GIVEN INSTRUCTION:
Please update the data from the line with "Exercise. For every instance of the patterned" to the line with "[(394, 130), (413, 138)]" by replacing "fattest" with "widest", leaving everything else unchanged.

Records from a data collection:
□ □ □ □ □

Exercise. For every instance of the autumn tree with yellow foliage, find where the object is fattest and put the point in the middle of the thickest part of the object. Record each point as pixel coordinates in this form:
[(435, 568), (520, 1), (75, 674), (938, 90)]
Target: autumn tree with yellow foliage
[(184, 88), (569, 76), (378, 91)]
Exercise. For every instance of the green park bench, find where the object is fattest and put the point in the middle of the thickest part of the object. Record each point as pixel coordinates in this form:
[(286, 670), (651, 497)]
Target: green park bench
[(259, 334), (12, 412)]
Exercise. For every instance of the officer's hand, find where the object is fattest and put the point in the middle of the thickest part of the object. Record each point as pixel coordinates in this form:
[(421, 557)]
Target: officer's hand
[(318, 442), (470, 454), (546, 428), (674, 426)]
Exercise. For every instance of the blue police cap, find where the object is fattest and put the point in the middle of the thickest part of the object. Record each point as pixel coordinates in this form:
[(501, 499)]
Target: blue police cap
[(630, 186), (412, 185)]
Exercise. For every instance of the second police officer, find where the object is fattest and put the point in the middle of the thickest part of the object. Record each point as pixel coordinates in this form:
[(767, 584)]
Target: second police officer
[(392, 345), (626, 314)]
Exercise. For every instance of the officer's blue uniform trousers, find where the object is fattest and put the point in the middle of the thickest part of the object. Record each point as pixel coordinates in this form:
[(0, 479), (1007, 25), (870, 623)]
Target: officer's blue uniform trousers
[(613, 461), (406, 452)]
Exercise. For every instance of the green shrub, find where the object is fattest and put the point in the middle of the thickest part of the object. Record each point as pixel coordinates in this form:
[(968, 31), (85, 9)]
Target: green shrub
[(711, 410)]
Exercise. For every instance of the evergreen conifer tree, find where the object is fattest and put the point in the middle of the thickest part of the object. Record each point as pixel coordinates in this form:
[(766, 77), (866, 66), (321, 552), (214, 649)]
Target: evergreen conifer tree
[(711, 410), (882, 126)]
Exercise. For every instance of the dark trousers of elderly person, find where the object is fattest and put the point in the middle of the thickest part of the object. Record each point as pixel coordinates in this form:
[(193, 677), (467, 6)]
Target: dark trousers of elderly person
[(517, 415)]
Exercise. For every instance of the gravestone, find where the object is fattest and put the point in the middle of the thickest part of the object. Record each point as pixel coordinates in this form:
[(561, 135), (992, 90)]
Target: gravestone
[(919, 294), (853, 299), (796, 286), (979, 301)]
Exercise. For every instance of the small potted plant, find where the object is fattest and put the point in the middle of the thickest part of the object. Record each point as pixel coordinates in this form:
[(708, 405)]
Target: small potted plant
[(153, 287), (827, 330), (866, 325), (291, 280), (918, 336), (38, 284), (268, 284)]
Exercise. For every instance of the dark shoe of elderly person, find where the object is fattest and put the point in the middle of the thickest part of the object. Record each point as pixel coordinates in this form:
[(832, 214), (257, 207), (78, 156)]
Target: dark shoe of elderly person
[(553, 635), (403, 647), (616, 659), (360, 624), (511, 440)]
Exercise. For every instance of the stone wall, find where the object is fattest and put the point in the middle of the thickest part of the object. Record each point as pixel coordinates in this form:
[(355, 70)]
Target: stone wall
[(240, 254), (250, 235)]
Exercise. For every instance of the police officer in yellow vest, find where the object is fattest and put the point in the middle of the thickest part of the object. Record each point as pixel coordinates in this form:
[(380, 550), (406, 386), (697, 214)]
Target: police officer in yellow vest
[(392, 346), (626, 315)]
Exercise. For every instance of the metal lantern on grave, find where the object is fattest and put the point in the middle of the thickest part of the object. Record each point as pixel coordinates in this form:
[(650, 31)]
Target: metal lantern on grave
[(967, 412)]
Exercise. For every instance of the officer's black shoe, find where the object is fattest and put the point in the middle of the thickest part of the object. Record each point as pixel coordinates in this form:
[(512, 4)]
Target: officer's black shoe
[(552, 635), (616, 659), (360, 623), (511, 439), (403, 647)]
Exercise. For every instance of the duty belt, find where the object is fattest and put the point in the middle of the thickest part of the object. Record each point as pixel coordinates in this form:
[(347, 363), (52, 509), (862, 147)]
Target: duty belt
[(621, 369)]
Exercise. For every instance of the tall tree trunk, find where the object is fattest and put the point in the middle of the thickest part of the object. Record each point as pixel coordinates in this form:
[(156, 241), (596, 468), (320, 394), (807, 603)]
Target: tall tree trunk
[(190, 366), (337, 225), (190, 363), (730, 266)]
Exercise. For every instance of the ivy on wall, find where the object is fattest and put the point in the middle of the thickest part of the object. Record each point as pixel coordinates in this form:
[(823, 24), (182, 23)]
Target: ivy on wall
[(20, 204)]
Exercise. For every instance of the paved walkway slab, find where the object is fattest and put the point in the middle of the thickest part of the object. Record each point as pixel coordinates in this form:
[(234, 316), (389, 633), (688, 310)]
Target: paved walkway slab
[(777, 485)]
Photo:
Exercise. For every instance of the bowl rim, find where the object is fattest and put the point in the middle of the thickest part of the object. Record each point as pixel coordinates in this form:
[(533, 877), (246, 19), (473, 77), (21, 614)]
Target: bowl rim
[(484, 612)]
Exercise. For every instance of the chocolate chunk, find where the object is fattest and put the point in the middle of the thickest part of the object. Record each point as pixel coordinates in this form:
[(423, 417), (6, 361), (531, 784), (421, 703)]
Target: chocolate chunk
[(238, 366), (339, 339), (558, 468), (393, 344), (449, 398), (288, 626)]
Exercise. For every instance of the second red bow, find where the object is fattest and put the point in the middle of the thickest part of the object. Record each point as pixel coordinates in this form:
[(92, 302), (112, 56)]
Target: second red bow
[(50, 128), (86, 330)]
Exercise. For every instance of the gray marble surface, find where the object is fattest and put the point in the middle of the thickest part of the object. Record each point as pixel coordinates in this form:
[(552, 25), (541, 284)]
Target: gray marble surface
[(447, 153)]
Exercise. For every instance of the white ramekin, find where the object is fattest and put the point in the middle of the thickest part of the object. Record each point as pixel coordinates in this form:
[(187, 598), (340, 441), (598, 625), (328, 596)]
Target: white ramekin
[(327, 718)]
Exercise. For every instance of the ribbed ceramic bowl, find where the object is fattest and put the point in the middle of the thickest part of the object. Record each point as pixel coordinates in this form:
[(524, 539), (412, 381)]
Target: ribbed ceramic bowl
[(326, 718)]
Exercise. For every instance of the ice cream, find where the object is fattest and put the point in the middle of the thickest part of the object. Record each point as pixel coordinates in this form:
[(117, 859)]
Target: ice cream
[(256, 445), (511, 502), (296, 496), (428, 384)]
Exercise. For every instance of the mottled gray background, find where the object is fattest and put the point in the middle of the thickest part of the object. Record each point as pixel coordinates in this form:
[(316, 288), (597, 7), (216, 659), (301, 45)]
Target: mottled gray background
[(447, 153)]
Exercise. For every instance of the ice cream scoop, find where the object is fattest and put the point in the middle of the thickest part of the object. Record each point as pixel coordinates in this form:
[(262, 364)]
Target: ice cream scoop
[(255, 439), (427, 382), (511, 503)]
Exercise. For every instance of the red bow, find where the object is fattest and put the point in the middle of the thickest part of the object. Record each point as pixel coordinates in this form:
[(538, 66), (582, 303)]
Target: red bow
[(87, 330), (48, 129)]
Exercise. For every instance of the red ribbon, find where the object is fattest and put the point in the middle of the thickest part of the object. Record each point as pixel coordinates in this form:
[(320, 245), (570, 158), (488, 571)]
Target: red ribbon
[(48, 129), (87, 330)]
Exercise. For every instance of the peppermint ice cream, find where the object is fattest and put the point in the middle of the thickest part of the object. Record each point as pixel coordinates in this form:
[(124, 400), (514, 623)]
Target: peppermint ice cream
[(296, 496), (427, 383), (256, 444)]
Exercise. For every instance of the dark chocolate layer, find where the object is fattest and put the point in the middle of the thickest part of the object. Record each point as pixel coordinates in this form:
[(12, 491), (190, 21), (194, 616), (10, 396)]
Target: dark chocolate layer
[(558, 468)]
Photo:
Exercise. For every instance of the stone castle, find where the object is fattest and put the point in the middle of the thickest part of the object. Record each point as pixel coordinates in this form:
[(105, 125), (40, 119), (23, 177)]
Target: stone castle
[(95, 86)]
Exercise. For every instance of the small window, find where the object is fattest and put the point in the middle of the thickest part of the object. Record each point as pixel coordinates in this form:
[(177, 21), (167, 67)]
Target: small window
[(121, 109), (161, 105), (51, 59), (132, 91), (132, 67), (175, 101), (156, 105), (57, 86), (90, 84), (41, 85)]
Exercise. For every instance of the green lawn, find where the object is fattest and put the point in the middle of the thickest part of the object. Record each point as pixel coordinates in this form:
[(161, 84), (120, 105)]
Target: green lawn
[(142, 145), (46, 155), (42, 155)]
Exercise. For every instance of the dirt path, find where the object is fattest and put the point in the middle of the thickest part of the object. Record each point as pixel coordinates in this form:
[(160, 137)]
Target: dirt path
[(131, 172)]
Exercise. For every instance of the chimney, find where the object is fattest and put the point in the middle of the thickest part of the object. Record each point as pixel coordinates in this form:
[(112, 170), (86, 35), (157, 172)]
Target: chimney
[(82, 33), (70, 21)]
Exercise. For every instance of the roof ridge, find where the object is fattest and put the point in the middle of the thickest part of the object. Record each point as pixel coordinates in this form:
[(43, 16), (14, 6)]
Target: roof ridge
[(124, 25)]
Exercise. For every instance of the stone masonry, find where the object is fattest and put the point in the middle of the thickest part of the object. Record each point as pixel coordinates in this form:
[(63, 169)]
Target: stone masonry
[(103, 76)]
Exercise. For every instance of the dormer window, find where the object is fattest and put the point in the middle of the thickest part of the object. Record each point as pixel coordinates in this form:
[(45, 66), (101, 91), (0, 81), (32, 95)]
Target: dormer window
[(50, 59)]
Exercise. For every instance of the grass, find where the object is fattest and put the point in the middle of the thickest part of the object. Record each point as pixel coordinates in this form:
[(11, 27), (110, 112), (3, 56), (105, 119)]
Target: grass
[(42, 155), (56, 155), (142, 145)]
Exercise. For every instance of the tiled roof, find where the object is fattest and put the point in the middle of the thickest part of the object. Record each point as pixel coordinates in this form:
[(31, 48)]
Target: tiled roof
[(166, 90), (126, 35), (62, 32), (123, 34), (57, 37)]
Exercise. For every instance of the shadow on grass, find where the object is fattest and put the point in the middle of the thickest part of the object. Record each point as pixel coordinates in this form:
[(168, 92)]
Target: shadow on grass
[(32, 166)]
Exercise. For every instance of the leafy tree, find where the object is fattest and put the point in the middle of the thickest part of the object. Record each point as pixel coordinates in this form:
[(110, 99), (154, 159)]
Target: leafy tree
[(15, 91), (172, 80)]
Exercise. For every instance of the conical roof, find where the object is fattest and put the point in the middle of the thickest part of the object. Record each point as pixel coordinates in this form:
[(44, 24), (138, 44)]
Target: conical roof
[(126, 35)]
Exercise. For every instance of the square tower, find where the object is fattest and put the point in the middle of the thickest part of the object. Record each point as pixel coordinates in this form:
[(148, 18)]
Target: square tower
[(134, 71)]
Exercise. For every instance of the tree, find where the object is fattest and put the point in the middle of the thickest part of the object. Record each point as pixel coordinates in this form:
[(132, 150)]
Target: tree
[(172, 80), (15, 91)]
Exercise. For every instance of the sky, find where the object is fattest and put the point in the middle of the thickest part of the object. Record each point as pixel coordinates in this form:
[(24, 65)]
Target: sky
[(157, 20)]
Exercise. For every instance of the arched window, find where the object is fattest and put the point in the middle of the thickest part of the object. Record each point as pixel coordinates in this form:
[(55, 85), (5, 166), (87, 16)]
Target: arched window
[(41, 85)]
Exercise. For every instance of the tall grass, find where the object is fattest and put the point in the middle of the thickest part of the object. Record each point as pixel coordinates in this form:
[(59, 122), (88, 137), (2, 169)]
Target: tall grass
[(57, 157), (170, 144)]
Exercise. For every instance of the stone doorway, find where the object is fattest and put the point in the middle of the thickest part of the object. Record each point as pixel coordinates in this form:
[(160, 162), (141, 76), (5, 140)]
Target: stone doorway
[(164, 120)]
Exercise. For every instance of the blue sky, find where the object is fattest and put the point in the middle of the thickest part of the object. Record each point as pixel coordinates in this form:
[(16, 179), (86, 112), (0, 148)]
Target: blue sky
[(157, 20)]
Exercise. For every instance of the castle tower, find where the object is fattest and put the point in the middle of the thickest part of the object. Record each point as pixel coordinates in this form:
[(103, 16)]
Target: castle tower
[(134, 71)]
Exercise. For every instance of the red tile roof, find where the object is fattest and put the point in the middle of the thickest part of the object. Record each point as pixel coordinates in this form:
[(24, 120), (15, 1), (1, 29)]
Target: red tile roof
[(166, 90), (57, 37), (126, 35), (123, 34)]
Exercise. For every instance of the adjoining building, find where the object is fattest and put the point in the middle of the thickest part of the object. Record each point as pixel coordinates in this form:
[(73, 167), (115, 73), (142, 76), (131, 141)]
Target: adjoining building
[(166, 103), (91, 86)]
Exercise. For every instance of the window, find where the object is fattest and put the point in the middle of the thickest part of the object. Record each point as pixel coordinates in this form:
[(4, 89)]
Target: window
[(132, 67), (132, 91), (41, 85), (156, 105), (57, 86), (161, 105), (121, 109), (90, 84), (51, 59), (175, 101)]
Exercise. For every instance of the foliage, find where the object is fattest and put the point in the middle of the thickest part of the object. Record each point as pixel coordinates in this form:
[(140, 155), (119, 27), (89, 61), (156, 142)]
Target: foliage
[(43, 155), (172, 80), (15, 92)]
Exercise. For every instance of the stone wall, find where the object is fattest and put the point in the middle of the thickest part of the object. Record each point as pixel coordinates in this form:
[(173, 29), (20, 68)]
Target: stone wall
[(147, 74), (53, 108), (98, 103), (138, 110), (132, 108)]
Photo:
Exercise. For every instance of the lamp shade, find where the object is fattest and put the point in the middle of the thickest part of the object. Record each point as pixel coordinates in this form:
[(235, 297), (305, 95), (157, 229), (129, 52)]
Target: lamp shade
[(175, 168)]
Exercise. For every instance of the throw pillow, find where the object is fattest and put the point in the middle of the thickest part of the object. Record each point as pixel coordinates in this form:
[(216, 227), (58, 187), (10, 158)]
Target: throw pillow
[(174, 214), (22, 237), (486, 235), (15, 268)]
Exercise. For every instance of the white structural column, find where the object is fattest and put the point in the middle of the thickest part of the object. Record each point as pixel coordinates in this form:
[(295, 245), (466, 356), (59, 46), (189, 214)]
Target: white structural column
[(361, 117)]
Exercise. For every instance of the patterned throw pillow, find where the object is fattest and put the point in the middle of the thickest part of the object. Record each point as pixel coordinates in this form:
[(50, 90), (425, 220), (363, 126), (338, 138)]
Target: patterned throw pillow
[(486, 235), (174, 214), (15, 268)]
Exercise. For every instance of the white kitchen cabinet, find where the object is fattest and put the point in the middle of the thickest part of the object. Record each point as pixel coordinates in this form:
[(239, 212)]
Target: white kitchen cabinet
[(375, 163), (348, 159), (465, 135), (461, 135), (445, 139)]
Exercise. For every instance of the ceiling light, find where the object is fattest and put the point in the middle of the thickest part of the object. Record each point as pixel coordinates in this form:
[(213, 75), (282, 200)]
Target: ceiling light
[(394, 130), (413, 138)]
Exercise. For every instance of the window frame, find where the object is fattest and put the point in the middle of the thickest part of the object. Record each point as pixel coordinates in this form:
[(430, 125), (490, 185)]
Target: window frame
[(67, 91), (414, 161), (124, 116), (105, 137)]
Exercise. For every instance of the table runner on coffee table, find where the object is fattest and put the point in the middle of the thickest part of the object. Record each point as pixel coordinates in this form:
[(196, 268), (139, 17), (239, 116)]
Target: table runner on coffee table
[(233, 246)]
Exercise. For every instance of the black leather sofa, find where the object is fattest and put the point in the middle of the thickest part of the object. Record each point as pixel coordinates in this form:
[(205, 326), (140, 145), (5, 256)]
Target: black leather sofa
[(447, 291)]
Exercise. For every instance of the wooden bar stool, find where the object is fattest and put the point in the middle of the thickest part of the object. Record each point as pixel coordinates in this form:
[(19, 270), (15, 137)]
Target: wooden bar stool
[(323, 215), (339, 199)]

□ □ □ □ □

ANSWER TO THIS TASK:
Exercise. For every instance of the patterned throw pillow, find where the object is widest and put the point in the middle of the thickest part of the object. Record each point as pixel coordinates in this form:
[(50, 90), (425, 220), (363, 126), (338, 138)]
Target: patterned throw pillow
[(486, 235), (174, 214), (15, 268)]
Exercise. For every instance of the white kitchen cabinet, find where the object is widest and put the point in the middle of the thickest part of the object. Record each point as pixel coordinates in this form:
[(239, 212)]
Target: white kitchen cabinet
[(375, 163), (348, 159), (465, 135), (461, 135), (445, 139)]
Exercise. For every instance of the ceiling light, find where the object is widest and put the point in the middle of the thickest part of the object. Record each point as pixel coordinates in this form:
[(213, 75), (282, 200)]
Target: ceiling light
[(394, 130), (413, 138)]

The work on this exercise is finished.